*Exercise directions*:
Would you write out every record that follows exactly, with the pictures left out?

Stored data entries

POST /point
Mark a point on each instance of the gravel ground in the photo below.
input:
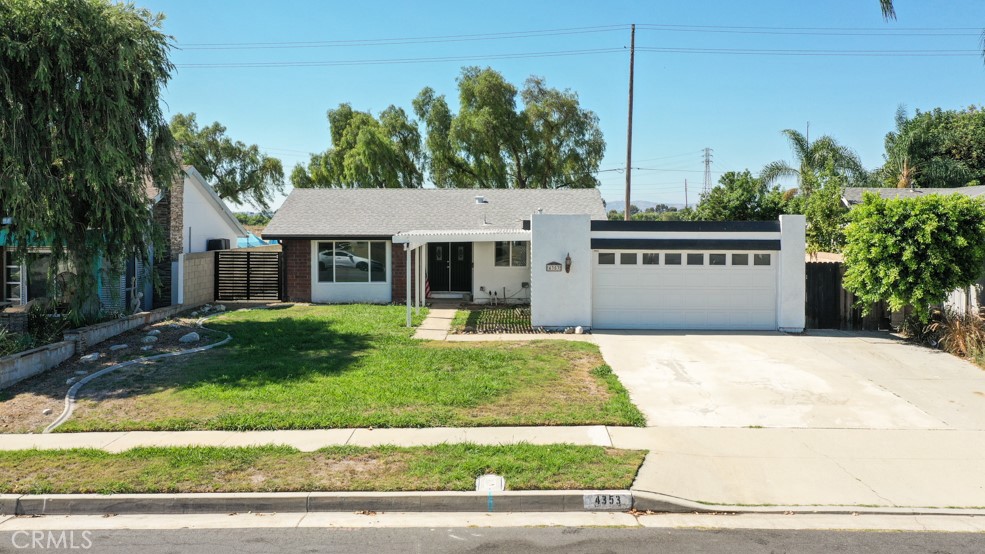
(23, 406)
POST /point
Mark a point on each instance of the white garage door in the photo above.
(684, 290)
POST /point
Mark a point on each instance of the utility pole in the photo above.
(629, 127)
(708, 185)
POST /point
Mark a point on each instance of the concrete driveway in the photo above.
(823, 380)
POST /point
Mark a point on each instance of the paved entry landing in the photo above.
(819, 380)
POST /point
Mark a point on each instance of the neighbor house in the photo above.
(551, 248)
(194, 219)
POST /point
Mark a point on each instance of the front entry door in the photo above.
(450, 266)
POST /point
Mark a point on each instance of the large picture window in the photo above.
(511, 253)
(356, 261)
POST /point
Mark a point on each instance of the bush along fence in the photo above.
(17, 367)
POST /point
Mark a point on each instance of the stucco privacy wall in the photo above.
(561, 299)
(202, 220)
(792, 301)
(197, 272)
(497, 278)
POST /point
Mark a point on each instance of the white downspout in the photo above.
(407, 251)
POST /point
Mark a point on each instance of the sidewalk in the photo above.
(721, 468)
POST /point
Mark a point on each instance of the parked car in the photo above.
(342, 258)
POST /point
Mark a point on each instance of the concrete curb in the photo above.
(656, 502)
(462, 502)
(301, 502)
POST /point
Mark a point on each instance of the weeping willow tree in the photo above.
(81, 130)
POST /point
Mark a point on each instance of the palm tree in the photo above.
(812, 158)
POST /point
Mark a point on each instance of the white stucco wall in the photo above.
(791, 300)
(202, 220)
(486, 274)
(561, 299)
(345, 293)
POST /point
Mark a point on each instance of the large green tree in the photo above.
(913, 251)
(366, 152)
(238, 172)
(740, 196)
(546, 140)
(936, 149)
(81, 129)
(813, 157)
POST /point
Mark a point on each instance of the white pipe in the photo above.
(407, 280)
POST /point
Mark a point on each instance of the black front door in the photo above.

*Response area*:
POST /point
Mark a point on each instance of the gravel ground in the photo below.
input:
(23, 406)
POST /point
Mark a point on each instance of the white garage door in the photo above.
(684, 290)
POST /point
Mark a point on each instance of the utility pole in the photo above.
(629, 127)
(708, 185)
POST /point
Mark a point on each instance of the concrete driveway in the photo above.
(823, 380)
POST /point
Mark a point on each instance of the paved entry landing in the photo above.
(819, 380)
POST /point
Mark a point on each instance of the neighbor house in the photo above.
(551, 248)
(194, 219)
POST /point
Mark a point on each instance of the front entry door in the photo above.
(450, 266)
POST /point
Mark a point on each instance of the large picture window in the photo above.
(511, 253)
(356, 261)
POST /point
Mark a point on each instance of the bush along fence in the photo above.
(17, 367)
POST /point
Mark a point on each instance of the stucco privacy wall in the photo above.
(561, 299)
(202, 220)
(792, 301)
(197, 272)
(497, 278)
POST /point
Mark a point on each instance of the white downspout in the photo above.
(407, 251)
POST /point
Mark a point on each instance of the sidewalk in the photo above.
(721, 468)
POST /point
Mark a point on each instance of the parked car in the photo above.
(342, 258)
POST /point
Mark a point on each instance of the concrete curb in the photo above.
(656, 502)
(462, 502)
(301, 502)
POST /point
Mark a point on each instance of the weeping willow tree in the photo above.
(81, 130)
POST /point
Mark a point on each instance of the palm tree in the photo above.
(812, 158)
POST /point
Mark a point on each instance of the white stucco wall in the photo above.
(791, 300)
(202, 220)
(486, 274)
(561, 299)
(345, 293)
POST /point
Mark a point on each instance of the large green tree in the photo above.
(913, 251)
(366, 152)
(238, 172)
(740, 196)
(546, 140)
(936, 149)
(81, 129)
(813, 157)
POST /point
Mark a point on each instance of the white pipe in the photo above.
(407, 280)
POST /point
Mark a point on each instance of the black front door in the photo above.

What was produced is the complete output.